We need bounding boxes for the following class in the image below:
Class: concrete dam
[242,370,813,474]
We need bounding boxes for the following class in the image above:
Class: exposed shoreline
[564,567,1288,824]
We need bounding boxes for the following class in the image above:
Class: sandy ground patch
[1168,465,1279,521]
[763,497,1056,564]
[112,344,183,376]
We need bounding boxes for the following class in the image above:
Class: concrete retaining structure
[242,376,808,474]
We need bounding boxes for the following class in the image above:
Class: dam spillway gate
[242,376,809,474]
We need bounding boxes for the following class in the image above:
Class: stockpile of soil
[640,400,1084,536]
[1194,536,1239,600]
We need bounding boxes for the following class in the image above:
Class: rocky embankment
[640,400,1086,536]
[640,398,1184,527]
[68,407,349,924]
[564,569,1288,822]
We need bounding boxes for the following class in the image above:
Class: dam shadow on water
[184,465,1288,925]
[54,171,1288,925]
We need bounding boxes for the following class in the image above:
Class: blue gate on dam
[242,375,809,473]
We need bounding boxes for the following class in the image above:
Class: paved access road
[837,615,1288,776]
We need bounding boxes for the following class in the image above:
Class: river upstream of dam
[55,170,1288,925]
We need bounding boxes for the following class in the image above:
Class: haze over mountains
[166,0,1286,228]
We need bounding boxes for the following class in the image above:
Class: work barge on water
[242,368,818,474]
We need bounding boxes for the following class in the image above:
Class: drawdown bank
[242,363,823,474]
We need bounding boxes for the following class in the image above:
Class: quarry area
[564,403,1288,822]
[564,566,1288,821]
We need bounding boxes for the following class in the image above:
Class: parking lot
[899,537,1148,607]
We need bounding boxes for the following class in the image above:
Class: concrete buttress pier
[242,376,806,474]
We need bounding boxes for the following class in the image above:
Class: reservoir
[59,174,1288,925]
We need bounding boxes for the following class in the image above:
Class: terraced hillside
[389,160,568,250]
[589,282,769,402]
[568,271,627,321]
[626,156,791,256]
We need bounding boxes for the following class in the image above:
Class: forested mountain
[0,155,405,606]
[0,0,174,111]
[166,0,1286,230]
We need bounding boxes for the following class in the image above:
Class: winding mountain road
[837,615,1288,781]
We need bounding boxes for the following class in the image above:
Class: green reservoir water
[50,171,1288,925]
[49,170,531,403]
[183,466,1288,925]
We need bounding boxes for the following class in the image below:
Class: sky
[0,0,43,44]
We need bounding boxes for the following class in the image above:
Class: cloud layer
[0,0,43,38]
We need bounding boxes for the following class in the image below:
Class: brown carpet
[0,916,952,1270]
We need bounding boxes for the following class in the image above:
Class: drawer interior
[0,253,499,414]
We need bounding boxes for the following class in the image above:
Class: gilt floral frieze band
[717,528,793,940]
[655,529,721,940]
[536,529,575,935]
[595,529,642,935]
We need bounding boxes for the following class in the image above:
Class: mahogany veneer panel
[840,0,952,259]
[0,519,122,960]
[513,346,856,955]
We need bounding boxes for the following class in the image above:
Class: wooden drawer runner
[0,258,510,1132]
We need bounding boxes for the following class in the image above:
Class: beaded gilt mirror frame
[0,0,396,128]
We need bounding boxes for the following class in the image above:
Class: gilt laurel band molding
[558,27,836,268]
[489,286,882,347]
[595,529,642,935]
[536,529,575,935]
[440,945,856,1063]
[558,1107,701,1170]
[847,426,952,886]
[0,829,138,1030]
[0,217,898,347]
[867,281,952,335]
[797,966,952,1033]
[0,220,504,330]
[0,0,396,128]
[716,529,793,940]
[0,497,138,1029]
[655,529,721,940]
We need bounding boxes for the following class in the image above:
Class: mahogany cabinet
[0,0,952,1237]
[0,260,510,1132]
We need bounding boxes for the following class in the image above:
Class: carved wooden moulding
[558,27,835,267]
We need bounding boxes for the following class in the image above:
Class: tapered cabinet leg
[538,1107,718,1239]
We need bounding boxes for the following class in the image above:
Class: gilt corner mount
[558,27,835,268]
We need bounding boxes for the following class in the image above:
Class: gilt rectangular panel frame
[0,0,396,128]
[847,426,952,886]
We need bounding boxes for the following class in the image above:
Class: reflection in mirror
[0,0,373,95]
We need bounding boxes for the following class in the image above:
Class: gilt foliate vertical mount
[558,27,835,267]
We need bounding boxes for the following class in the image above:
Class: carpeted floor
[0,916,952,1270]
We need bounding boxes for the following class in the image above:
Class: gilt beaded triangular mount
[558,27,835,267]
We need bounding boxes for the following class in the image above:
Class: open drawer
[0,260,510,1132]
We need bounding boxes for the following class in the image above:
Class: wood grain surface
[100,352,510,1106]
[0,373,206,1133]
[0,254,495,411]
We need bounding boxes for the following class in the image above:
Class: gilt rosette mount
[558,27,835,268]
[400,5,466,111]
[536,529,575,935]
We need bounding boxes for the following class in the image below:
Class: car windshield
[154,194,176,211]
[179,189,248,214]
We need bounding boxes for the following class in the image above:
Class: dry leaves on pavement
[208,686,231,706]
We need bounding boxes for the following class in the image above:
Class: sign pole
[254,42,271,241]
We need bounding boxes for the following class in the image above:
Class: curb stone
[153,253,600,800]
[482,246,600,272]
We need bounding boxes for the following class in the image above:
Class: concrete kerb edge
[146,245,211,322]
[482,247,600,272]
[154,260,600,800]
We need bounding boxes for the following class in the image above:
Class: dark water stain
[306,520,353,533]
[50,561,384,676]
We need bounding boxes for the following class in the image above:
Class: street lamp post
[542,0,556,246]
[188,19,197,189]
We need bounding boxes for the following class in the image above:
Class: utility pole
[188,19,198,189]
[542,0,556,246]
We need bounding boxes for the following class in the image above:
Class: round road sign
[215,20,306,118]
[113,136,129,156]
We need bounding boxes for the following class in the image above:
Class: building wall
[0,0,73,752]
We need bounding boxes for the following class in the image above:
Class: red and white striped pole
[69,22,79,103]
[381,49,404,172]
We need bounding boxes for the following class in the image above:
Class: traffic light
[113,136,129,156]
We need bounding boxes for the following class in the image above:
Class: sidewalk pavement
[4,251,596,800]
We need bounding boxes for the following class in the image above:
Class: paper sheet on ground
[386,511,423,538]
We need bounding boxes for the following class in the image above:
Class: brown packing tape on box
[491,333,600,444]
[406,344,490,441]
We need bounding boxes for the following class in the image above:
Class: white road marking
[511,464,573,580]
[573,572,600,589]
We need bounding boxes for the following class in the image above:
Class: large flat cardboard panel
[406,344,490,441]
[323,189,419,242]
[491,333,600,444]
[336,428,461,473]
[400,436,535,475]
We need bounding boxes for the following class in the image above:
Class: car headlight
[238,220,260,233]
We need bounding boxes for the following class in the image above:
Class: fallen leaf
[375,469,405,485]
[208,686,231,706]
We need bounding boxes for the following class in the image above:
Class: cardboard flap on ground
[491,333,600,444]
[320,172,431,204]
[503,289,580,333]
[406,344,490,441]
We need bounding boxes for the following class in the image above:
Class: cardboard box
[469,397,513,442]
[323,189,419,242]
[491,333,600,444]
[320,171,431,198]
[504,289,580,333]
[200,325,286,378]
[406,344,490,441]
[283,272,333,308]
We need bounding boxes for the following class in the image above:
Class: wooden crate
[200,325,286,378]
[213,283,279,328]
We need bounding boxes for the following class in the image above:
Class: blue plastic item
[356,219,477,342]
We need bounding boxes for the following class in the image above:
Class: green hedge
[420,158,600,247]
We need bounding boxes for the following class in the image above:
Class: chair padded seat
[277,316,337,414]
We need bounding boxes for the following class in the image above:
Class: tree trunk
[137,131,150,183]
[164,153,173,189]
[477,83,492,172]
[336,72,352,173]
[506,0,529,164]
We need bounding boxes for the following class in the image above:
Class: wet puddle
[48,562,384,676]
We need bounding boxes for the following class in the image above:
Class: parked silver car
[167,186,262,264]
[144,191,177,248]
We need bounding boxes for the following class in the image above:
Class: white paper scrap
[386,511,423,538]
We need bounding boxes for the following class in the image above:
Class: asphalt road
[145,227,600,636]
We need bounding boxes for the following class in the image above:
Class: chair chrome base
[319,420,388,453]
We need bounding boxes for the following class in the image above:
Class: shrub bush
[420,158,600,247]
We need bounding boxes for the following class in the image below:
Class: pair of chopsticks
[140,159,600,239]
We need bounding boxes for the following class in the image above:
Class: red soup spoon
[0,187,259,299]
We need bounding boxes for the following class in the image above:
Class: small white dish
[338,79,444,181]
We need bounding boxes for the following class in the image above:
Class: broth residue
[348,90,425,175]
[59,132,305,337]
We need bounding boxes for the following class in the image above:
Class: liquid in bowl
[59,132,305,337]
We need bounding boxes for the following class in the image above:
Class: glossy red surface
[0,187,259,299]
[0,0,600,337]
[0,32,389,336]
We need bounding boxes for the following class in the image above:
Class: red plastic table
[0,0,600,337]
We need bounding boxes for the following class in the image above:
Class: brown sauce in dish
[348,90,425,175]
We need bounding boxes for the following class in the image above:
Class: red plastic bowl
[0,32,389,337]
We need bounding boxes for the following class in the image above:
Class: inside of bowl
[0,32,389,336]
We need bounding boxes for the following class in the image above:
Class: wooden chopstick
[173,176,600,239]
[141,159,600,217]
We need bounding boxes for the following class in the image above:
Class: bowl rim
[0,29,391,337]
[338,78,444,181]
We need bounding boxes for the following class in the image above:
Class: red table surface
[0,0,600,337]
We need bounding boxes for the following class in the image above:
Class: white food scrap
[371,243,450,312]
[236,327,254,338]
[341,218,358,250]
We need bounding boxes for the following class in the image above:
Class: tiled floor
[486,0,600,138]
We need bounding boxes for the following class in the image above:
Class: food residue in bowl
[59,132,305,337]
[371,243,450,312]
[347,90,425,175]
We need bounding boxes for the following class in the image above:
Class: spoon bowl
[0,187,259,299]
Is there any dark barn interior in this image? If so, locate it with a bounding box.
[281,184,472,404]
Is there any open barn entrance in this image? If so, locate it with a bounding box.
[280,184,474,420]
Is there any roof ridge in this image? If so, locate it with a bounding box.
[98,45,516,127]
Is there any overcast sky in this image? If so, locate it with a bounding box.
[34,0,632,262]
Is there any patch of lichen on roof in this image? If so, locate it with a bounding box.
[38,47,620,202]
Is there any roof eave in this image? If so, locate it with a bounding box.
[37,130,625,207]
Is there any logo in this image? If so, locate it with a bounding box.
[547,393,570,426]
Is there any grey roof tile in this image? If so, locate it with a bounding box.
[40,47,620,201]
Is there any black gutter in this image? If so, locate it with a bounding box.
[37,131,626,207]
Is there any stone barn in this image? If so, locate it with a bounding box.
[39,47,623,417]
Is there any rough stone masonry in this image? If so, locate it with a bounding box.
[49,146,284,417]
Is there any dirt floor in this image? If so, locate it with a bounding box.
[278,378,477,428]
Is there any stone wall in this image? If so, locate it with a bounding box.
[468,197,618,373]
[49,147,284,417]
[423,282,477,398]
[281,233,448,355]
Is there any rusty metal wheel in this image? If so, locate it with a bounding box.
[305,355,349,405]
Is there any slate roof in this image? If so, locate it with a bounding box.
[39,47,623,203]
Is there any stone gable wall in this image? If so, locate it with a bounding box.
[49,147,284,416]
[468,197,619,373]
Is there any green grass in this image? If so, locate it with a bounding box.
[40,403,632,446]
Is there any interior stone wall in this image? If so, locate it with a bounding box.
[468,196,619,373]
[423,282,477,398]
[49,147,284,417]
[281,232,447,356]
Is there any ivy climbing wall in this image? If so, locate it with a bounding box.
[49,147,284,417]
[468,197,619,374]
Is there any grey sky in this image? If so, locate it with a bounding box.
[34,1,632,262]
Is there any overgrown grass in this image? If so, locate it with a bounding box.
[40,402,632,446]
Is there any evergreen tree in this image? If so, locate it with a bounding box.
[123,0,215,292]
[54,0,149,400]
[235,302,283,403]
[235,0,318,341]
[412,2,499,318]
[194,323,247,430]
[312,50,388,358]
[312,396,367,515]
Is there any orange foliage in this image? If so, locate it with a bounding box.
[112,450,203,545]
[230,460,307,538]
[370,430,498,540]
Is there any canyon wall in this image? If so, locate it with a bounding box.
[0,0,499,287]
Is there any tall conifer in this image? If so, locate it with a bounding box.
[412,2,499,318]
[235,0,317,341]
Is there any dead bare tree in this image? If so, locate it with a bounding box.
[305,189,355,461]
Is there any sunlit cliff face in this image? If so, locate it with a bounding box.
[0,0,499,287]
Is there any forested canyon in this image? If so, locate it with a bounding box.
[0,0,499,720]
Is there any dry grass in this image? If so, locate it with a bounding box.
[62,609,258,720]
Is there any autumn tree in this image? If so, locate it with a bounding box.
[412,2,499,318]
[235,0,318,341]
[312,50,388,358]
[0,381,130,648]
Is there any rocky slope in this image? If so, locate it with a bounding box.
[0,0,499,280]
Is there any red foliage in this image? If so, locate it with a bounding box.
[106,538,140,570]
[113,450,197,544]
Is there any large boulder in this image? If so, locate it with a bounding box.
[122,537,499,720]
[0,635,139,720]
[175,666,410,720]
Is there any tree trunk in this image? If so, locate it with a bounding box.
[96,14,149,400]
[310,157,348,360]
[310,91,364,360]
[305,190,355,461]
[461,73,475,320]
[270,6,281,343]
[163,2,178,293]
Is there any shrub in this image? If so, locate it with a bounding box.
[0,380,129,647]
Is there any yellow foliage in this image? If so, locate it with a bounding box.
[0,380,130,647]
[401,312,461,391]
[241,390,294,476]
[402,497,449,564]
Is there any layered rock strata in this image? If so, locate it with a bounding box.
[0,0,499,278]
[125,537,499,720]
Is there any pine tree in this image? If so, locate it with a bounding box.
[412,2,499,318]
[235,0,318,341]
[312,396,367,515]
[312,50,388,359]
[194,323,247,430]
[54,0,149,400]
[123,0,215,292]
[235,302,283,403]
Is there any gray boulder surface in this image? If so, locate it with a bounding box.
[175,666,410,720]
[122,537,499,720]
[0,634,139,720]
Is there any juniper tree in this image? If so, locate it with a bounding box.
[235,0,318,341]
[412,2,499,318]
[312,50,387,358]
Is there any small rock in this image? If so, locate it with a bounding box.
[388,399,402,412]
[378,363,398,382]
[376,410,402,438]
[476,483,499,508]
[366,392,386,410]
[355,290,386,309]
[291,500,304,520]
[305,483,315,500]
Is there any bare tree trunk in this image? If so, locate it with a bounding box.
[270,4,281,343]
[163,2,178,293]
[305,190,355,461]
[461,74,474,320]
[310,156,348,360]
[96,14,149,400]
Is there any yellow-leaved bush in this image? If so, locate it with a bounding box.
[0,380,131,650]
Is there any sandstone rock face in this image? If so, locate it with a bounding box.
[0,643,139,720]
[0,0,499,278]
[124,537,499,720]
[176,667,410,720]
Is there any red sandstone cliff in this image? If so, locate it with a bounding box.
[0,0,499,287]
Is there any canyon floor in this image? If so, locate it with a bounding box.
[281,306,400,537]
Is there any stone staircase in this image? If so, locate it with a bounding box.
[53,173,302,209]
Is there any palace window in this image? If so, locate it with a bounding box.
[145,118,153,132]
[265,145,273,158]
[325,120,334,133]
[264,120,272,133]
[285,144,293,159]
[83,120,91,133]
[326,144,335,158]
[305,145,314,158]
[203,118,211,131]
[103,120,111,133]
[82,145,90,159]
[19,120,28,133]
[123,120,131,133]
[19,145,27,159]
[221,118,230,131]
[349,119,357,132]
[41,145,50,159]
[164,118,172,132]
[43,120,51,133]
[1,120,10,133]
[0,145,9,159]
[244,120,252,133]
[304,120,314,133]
____________
Which lines in the entries above contain the string "scrap"? Copy out each of them in full.

**Written reply**
Class: white paper scrap
Class: white food scrap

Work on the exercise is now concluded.